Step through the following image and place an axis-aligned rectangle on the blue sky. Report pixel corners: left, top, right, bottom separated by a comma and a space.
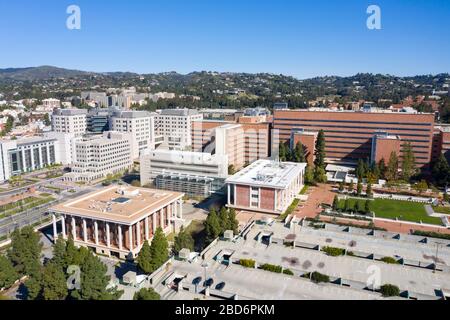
0, 0, 450, 78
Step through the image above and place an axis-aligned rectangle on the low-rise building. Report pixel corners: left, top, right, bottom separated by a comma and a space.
226, 159, 306, 215
64, 131, 136, 182
49, 186, 183, 259
140, 150, 228, 197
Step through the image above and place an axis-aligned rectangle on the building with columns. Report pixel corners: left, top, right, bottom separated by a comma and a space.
0, 136, 61, 182
226, 159, 306, 215
50, 186, 184, 259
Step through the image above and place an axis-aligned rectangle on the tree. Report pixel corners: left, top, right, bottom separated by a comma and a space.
402, 142, 417, 182
314, 167, 327, 183
348, 180, 355, 193
52, 238, 68, 270
42, 262, 68, 300
364, 200, 372, 214
228, 208, 239, 234
305, 166, 315, 185
366, 183, 373, 198
0, 255, 19, 288
8, 226, 42, 277
204, 208, 221, 242
172, 227, 194, 255
431, 153, 450, 187
71, 252, 123, 300
339, 181, 345, 193
386, 151, 398, 181
137, 241, 154, 274
356, 181, 362, 196
333, 196, 339, 211
150, 227, 169, 272
378, 158, 386, 179
133, 288, 161, 300
293, 142, 306, 163
314, 130, 325, 170
219, 207, 229, 234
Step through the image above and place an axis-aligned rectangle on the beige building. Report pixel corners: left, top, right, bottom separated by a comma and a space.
50, 186, 184, 259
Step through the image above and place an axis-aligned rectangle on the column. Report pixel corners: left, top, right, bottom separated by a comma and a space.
117, 225, 122, 250
128, 226, 134, 251
136, 221, 141, 248
52, 214, 58, 241
72, 217, 77, 241
106, 222, 111, 248
94, 221, 98, 245
61, 216, 67, 239
144, 217, 150, 240
83, 219, 87, 242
····················
- **Given problem**
Present all of the lines above as a Markdown table with two columns, "Row" and "Line", numbering the rows in order and omitting blank lines. Leave the pictures out of the table.

- **Result of this task**
| Row | Line |
|---|---|
| 1 | Step through the following image and place an axis-aligned rectangle on the blue sky. Report pixel corners: left, top, right, bottom separated by a comma and a space. |
| 2 | 0, 0, 450, 78 |
| 3 | Step through the image above and place an axis-aligned rectangle on the low-rise building. Report pixel corners: left, top, right, bottom separated by a comma and a space. |
| 4 | 226, 159, 306, 215 |
| 5 | 64, 131, 136, 182 |
| 6 | 49, 186, 183, 259 |
| 7 | 140, 150, 228, 197 |
| 8 | Step through the image above and place an axis-aligned rectangle on the building with columns. Report pixel corners: left, top, right, bottom separated by a comma and a space. |
| 9 | 0, 136, 61, 182 |
| 10 | 226, 159, 306, 215 |
| 11 | 50, 186, 184, 259 |
| 12 | Step through the image above and place an axis-aligned rectangle on the tree. Report pixel corners: left, top, right, bottom separated by a comma and a space. |
| 13 | 402, 142, 417, 182 |
| 14 | 314, 167, 327, 183 |
| 15 | 348, 180, 355, 193 |
| 16 | 52, 238, 68, 270 |
| 17 | 42, 262, 68, 300 |
| 18 | 364, 200, 372, 214 |
| 19 | 228, 208, 239, 234 |
| 20 | 305, 166, 315, 185 |
| 21 | 366, 183, 373, 198 |
| 22 | 0, 255, 19, 288 |
| 23 | 8, 226, 42, 277 |
| 24 | 204, 208, 221, 242 |
| 25 | 172, 227, 194, 255 |
| 26 | 431, 153, 450, 187 |
| 27 | 71, 252, 123, 300 |
| 28 | 339, 181, 345, 193 |
| 29 | 386, 151, 398, 181 |
| 30 | 137, 241, 154, 274 |
| 31 | 356, 181, 362, 196 |
| 32 | 333, 196, 339, 211 |
| 33 | 150, 227, 169, 272 |
| 34 | 378, 158, 386, 179 |
| 35 | 133, 288, 161, 300 |
| 36 | 293, 142, 306, 163 |
| 37 | 314, 130, 325, 170 |
| 38 | 219, 207, 229, 234 |
| 39 | Step through the image above and place an axis-aligned rectangle on the beige building. Report pixel corners: left, top, right, bottom separated by a comma and a space. |
| 40 | 50, 186, 184, 259 |
| 41 | Step through the image above and place an axis-aligned rectangle on the column. Report pixel corners: left, top, right, bottom separated by a comma and a space. |
| 42 | 117, 225, 122, 250 |
| 43 | 128, 226, 134, 251 |
| 44 | 136, 221, 141, 248 |
| 45 | 52, 214, 58, 241 |
| 46 | 72, 217, 77, 241 |
| 47 | 106, 222, 111, 248 |
| 48 | 94, 221, 98, 245 |
| 49 | 61, 216, 67, 239 |
| 50 | 144, 217, 150, 240 |
| 51 | 83, 219, 87, 242 |